◆ WHAT IS ASKED: Give each line of the material below as a string in a JSON list, one string per line, and omit blank lines and the pictures.

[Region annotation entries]

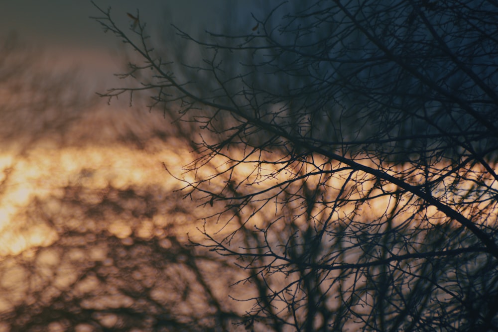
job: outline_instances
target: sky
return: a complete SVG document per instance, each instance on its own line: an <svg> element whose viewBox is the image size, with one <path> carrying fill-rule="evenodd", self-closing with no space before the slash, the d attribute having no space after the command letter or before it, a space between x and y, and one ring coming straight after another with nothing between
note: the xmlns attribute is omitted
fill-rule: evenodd
<svg viewBox="0 0 498 332"><path fill-rule="evenodd" d="M173 23L194 34L219 21L230 0L95 0L124 29L130 24L126 12L139 11L150 31ZM90 0L1 0L0 45L15 33L21 42L40 48L59 64L83 68L89 77L112 76L121 66L116 57L119 41L104 33L90 16L100 13ZM116 63L119 62L119 64Z"/></svg>
<svg viewBox="0 0 498 332"><path fill-rule="evenodd" d="M152 27L170 22L183 28L203 28L220 18L227 0L95 0L111 7L119 22L128 24L126 13L135 13ZM89 16L99 14L90 0L2 0L0 31L16 31L24 40L47 45L101 47L113 41ZM169 22L165 22L167 20Z"/></svg>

◆ IN RESPONSE:
[
  "job: outline_instances",
  "target: sky",
  "return: a complete SVG document per instance, each instance on its own line: an <svg> element whose viewBox is the image size, with one <path> carrying fill-rule=\"evenodd\", self-closing with no space before the slash, the d attribute having no space after the command letter or before it, a space between x and y, and one ring coming straight after another with nothing between",
  "note: the xmlns attribute is omitted",
  "fill-rule: evenodd",
  "<svg viewBox=\"0 0 498 332\"><path fill-rule=\"evenodd\" d=\"M173 23L194 34L219 21L230 0L95 0L124 29L130 24L126 12L139 11L150 31ZM90 0L1 0L0 45L15 33L21 42L40 48L59 64L83 68L89 77L112 76L121 66L116 57L119 41L104 33L90 16L100 13ZM116 63L119 62L119 64Z\"/></svg>",
  "<svg viewBox=\"0 0 498 332\"><path fill-rule=\"evenodd\" d=\"M152 27L170 22L183 28L203 28L220 18L227 0L95 0L111 7L119 22L128 24L126 13L135 13ZM89 16L99 14L90 0L2 0L0 31L16 31L24 40L47 45L101 47L113 41ZM169 22L165 22L167 20Z\"/></svg>"
]